## Exercise instructions
• 1. In the code review thread, what names does the reviewer propose in place of "maskLen" and "escapeCharCnts"?
• 2. Copy out the lines of the records, starting at the line that has "A reviewer flagged stone pavement" and stopping after the line that has "[[0, 473, 472, 640]]".

## Excerpt provided
********************
What you could do is add a private function: "static const AtomicString& formatCodes();"

const AtomicString& WMLInputElement::formatCodes()
{
    DEFINE_STATIC_LOCAL(AtomicString, codes, ("AaNnXxMm"));
    return codes;
}

Okay, really need to leave now :-)
Have fun!
Comment 4 Nikolas Zimmermann 2009-01-23 15:31:35 PST
Fix bug dependencies, WML master bug 20393 should depend on this, not the other way round.
Comment 5 yichao.yin 2009-01-23 18:54:54 PST
(In reply to comment #2)

> I don't have time for a full review, only talking about validateInputMask()
> now:
> > +String WMLInputElement::validateInputMask(const String& inputMask)
> > +{
> > +    bool isValid = true;
> > +    bool hasWildcard = false;
> > +    unsigned escapeCharCnts = 0;
> > +    unsigned maskLen = inputMask.length();
> > +    UChar formatCode;
> Naming, why not use "maskLength" and "escapeCharCount" :-)

Just for saving several bytes :). Okay, I will name it more readable

> > + 
> > +    for (unsigned i = 0; i < maskLen; ++i) {
> > +        formatCode = inputMask[i];
> > +        if (s_formatCodes.find(formatCode) == -1) {
> > +            if (formatCode == '*' || (WTF::isASCIIDigit(formatCode) && formatCode != '0')) {
> > +                // validate codes which ends with '*f' or 'nf'
> > +                formatCode = inputMask[++i];
> > +                if ((i + 1 != maskLen) || s_formatCodes.find(formatCode) == -1) {
> > +                    isValid = false;
> > +                    break;
> > +                }
> Okay this takes care of only allowing the "*f' or "nf" to appear at the end of
> the string, fine.
> The WML spec says these format codes are only allowed to appear _once_ though.
> So maybe you could add the following, before the last 'if' above:
> if (hasWildcard) { isValid = false; break; }

No need, "if (i + 1 != MaskLen)" is used to check this since we search the "*" from left to right. If there are more 
than one "*f" or "nf", the if statement will be true and break the for loop with isValid = false.
********************
## Exercise material

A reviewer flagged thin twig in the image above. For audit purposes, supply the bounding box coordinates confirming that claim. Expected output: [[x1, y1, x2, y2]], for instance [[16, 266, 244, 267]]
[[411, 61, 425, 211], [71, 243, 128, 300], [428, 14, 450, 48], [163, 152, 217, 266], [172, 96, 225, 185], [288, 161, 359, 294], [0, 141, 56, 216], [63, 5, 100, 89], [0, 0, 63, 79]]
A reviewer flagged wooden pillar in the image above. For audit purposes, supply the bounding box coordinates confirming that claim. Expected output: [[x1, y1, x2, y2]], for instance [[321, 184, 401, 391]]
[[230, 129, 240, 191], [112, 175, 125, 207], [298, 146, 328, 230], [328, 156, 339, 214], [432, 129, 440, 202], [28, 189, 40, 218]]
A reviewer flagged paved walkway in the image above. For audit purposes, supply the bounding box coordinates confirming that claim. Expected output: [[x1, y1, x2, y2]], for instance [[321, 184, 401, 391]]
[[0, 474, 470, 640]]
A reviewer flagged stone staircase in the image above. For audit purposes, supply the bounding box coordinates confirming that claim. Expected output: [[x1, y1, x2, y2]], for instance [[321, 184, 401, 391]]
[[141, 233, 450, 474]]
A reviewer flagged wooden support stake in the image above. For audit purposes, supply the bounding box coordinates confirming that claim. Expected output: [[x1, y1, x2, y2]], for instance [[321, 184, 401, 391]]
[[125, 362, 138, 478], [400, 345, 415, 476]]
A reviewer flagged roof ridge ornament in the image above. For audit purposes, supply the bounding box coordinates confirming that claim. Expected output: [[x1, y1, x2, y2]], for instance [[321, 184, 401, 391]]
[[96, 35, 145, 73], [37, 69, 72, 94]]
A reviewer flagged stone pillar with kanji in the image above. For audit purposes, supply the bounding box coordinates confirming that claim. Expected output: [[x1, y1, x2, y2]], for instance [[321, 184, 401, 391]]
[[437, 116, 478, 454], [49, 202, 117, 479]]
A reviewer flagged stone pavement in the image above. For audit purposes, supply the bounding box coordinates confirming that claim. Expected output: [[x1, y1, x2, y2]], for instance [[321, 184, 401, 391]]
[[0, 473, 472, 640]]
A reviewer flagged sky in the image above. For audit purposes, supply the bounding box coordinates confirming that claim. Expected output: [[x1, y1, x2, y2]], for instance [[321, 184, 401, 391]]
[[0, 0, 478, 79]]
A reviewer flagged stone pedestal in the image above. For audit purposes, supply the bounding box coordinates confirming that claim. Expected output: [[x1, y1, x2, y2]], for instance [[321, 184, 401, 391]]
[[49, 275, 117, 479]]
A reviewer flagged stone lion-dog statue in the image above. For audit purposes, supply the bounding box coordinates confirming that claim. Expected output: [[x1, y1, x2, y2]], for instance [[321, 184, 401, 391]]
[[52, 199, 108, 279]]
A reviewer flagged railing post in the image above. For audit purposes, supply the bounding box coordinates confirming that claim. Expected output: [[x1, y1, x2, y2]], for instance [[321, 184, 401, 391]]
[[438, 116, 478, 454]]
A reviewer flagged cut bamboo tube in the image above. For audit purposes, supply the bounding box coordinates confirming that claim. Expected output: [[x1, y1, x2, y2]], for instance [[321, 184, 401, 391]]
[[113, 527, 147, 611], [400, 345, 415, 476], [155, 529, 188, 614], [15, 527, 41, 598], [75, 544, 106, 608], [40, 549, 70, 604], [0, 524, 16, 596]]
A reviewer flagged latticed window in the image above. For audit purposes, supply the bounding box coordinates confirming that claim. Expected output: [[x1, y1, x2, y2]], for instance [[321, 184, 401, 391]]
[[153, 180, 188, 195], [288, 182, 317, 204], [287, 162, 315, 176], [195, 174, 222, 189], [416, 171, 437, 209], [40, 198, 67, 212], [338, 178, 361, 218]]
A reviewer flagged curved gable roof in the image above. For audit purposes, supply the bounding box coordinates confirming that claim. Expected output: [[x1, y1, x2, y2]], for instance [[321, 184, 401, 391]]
********************
## Results
• 1. The reviewer proposes "maskLength" and "escapeCharCount".

• 2.
A reviewer flagged stone pavement in the image above. For audit purposes, supply the bounding box coordinates confirming that claim. Expected output: [[x1, y1, x2, y2]], for instance [[321, 184, 401, 391]]
[[0, 473, 472, 640]]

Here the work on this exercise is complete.